**PROBLEM TO SOLVE:** Update the records from the line containing "of the metal" through the end of the records, changing "innermost point" to "center point" and leaving everything else unchanged.

--- start MATERIAL FOR THIS TASK ---

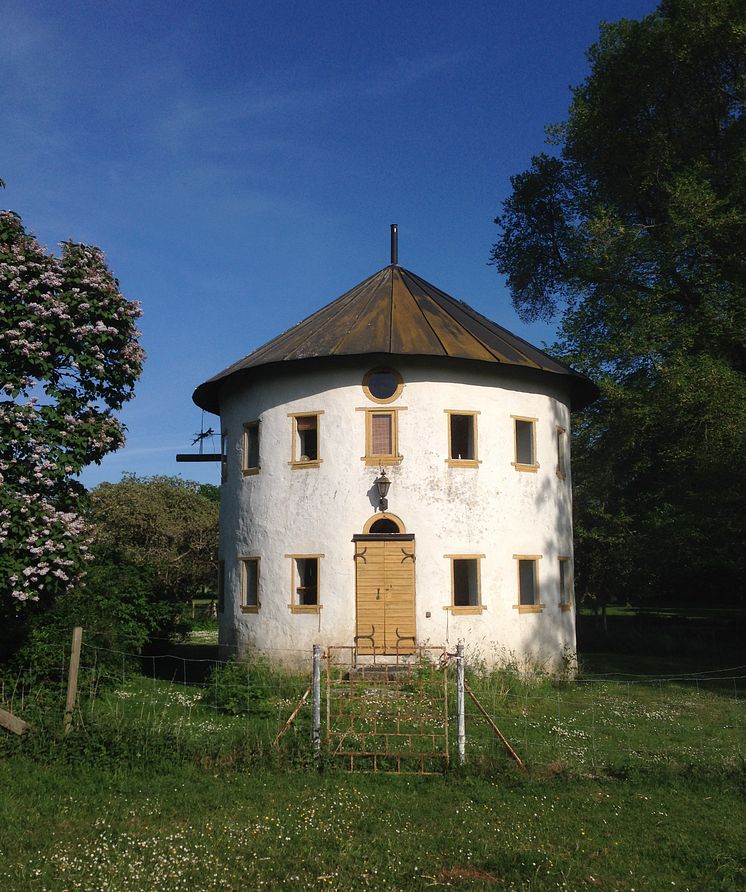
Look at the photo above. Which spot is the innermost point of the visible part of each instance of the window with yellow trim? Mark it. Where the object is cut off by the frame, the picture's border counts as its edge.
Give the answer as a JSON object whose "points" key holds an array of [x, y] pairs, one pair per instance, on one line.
{"points": [[565, 584], [381, 437], [250, 464], [221, 586], [524, 435], [223, 456], [304, 594], [561, 453], [305, 450], [466, 583], [528, 582], [250, 584]]}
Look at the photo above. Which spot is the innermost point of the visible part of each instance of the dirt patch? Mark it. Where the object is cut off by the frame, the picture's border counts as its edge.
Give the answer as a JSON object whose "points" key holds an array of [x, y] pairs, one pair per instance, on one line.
{"points": [[467, 873]]}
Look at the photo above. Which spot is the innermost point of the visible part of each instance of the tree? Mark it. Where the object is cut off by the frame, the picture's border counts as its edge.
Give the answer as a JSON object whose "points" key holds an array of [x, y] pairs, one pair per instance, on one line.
{"points": [[69, 358], [633, 234], [165, 525]]}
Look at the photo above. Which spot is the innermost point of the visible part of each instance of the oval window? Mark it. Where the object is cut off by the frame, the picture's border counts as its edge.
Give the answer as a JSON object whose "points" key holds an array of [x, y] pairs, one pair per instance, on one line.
{"points": [[382, 385]]}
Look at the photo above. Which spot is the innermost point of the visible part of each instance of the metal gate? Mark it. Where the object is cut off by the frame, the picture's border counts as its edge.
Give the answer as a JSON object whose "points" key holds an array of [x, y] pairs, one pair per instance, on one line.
{"points": [[388, 716]]}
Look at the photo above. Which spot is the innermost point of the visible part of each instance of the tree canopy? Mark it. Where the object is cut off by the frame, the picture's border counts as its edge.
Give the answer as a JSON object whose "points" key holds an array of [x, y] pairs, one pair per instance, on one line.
{"points": [[166, 525], [631, 232], [69, 358]]}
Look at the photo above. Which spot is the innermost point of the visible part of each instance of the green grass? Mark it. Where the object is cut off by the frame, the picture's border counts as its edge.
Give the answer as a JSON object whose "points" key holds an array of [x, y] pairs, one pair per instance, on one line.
{"points": [[100, 828], [631, 784]]}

--- end MATERIAL FOR THIS TASK ---

**WRITTEN ANSWER:**
Look at the photo above. Which spot is the center point of the visible part of each instance of the metal gate? Mark it. Where the object is cut off by the frame, the picture's border counts as its edge.
Give the answer as a JSON object whose "points" key holds an array of [x, y] pairs, one pair per instance, on one line.
{"points": [[388, 716]]}
Look at the photo above. Which spot is the center point of the visible part of each instance of the tree canopy? Mark it. Where the object is cut off by the frame, the picture's border counts as its edge.
Give the answer as a JSON object whose "points" key holds an array of [x, y] pairs, one pair per instance, on one line.
{"points": [[166, 525], [631, 232], [69, 358]]}
Look at the photo above. Which spot is the center point of the visible part of each instance of the green grass? Mark it. Where the object is cut off by the frame, the picture's border counts as its edge.
Give the answer as a JSON object whose "points" key holds an array of [x, y] pairs, one pair per instance, on one line.
{"points": [[100, 828], [631, 784]]}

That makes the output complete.